-- START --

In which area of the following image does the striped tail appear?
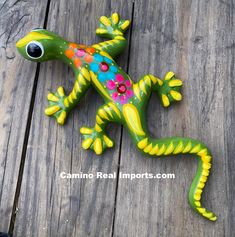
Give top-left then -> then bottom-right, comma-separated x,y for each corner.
136,137 -> 217,221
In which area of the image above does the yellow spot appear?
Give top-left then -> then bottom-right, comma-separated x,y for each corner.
170,90 -> 182,101
104,105 -> 113,118
144,75 -> 151,86
133,84 -> 141,100
81,67 -> 91,80
197,148 -> 207,156
16,31 -> 53,48
164,142 -> 175,155
108,102 -> 121,118
114,35 -> 125,40
162,94 -> 170,107
100,50 -> 114,60
45,105 -> 60,116
92,44 -> 102,50
123,104 -> 145,136
57,86 -> 64,97
94,138 -> 103,155
169,79 -> 183,87
96,115 -> 104,124
144,143 -> 152,153
189,144 -> 201,153
194,201 -> 201,207
200,175 -> 207,183
209,216 -> 217,221
156,144 -> 166,156
103,135 -> 113,147
139,79 -> 147,95
195,188 -> 202,195
182,142 -> 192,153
165,71 -> 175,81
111,12 -> 119,25
74,81 -> 82,93
80,127 -> 92,134
198,182 -> 205,189
100,16 -> 111,26
98,109 -> 109,121
78,74 -> 87,85
197,207 -> 206,214
194,193 -> 201,201
148,74 -> 157,84
71,90 -> 77,100
157,79 -> 163,86
82,138 -> 93,150
202,170 -> 210,176
149,144 -> 159,155
113,30 -> 123,35
121,20 -> 130,30
95,28 -> 108,35
137,138 -> 148,150
64,98 -> 69,108
90,71 -> 112,100
68,94 -> 73,104
57,111 -> 67,125
201,156 -> 212,163
173,141 -> 184,154
47,93 -> 59,102
95,124 -> 102,132
202,163 -> 211,170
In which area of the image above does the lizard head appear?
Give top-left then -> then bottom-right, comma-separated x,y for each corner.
16,28 -> 66,62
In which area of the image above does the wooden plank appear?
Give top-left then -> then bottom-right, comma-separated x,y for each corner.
114,0 -> 231,237
0,0 -> 47,231
14,0 -> 132,237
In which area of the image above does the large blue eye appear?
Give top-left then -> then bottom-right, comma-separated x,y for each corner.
26,41 -> 44,59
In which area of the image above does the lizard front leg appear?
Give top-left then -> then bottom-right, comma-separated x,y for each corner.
133,71 -> 182,107
45,67 -> 90,125
92,13 -> 130,57
80,102 -> 121,155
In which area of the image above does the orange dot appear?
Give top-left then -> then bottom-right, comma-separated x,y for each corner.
86,47 -> 95,54
65,49 -> 74,58
84,54 -> 93,63
74,58 -> 82,68
69,43 -> 78,49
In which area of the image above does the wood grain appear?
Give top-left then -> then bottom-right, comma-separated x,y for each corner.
0,0 -> 47,231
114,0 -> 231,237
14,0 -> 132,237
0,0 -> 235,237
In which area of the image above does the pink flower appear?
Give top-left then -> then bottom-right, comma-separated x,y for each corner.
106,74 -> 134,104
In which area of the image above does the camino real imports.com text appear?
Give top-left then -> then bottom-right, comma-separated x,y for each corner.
60,172 -> 175,180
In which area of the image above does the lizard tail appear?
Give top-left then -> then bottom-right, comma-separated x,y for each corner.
123,104 -> 217,221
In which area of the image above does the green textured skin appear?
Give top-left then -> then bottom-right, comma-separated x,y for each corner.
16,13 -> 216,221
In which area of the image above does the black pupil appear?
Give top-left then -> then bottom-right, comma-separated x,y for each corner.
27,43 -> 42,58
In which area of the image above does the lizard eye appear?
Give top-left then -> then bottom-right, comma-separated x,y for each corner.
26,41 -> 44,59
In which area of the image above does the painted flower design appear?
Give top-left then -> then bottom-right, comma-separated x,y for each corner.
90,54 -> 118,82
106,74 -> 134,104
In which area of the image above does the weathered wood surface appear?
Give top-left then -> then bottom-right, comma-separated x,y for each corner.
0,0 -> 235,237
12,0 -> 132,236
0,0 -> 47,231
114,0 -> 231,236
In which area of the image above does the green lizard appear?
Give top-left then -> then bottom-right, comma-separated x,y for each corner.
16,13 -> 216,221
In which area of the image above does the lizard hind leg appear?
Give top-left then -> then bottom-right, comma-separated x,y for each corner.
80,102 -> 121,155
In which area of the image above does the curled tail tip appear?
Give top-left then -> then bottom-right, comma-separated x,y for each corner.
96,12 -> 130,38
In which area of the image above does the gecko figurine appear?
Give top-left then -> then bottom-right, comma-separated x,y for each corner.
16,13 -> 217,221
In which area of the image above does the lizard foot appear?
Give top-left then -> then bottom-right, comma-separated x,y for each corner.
80,125 -> 113,155
45,87 -> 67,125
96,13 -> 130,38
158,71 -> 183,107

-- END --

■ **Required task**
Write out the lines above word for word, from the first one through the line containing "136,137 -> 217,221", both included. Leave the picture out of your answer.

■ **Completed task**
In which area of the following image does the striped tail appear?
Give top-left then -> then bottom-right, comma-separated x,y for each corner.
136,137 -> 217,221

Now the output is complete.